▸ Passage
● ● ● ●

And so, I believe the most shocking scientific discovery imaginable is exploring the existence of alien life that threatens the superiority of our own. We would cower in fear at such a possibility. I am not sure how human life could grasp the concept that we are possibly as insignificant as any animal we know of already. We have crafted a world that has taught us from birth that we are important. That our life matters. That we are worth living for. That we should pursue careers, make impacts, and that we are capable of unimaginable gifts. Yet when we acknowledge the size of our impact in the greater span of solar systems, galaxies, and the universe, it becomes incredibly dumbfounding to accept how little we are. That we can be as small as an atom standing next to the largest star.
So when we acknowledge the theoretical existence of aliens, we perceive them as inhumane enemies rather than intellectual equals. The artwork and stories of aliens are illustrated with physically unfavorable features with intentions of harming. We are taught to fear aliens. It is difficult to accept anything that remotely threatens the system we have built and the façade we swallow––that humans are the most intelligent creatures to date––and so our instinct is to destroy anything that contradicts that idea. It’s why early on, we associate aliens as the villains and not allies.

● ● ● ●

▸ Dataset content
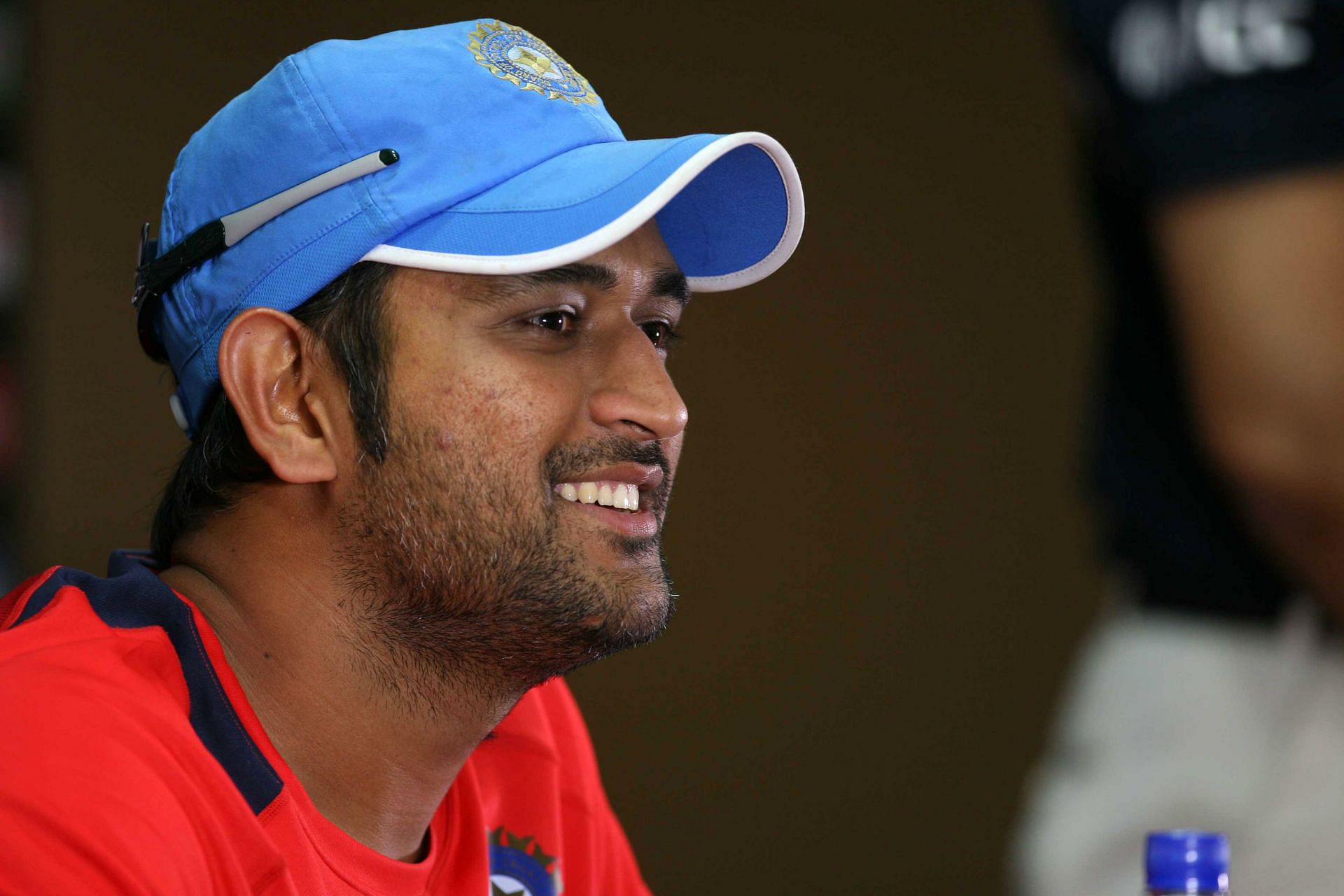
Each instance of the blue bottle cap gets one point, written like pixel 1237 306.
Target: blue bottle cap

● ● ● ●

▸ What you will do
1. In the passage about aliens, how are aliens shown in artwork and stories?
2. Translate this sentence from the passage about aliens into Spanish: "So when we acknowledge the theoretical existence of aliens, we perceive them as inhumane enemies rather than intellectual equals."
3. Write the next paragraph of the passage about aliens, starting right after its last sentence.

▸ Expected responses
1. They have physically unfavorable features and intentions of harming.

2. Así que, cuando reconocemos la existencia teórica de los extraterrestres, los percibimos como enemigos inhumanos en lugar de iguales intelectuales.

3.
But aliens can mean any life. It is not the pointy-chinned creatures colored into the comics, or the beep-bop voice we associate it with. Aliens equal any unknown existence that combats the pedestal we have created for ourselves. It’s the incomprehensible life that we cannot control and contain. The kind of life that does not originate from earth or work within the science and bounds of what we already know. The kind that we cannot exploit, but rather must submit to.
We don’t need aliens to understand this kind of fear. We can see it in the way we have shaped religion––where we have established a supernatural existence that values human life and ensures our immortality through the afterlife. It’s why the predominant religions adhere to gifts for humans, but ignore other forms of life like animals and plants. How can we possibly accept alien life when we have confirmed that a supernatural being favors us the most? How can we possibly admire alien life when religion encapsulates the superiority of humans, and alien existence contradicts this notion?
I am not bashing our pursuance of purpose in life through religion, ambitions, and technology. My only claim is that our mindset that humans are above all life is dangerous. It causes us to be less empathetic and to treat un-human things cruelly. It’s the way we forget that animals have minds and nerves that hurt as much as we do. It’s the way we have polluted and destroyed nature and green-life beyond repair. It is the immoral acts we uphold because it does not hurt humans short-term. I will not pretend that the breaking-news UFO sightings do not bring me shivers, or that alien body reportages do not make my skin crawl. I am human too and fear the unknown as does everyone. Though, I find that the humbling acceptance that we are not as powerful and advantageous as we believe, occurring from the discovery of aliens, would be a fair consequence for the suffering we have caused for all forms of life. It is time we remember that empathy is not constricted to our own kind, but should be shared amongst the life we tend to overlook.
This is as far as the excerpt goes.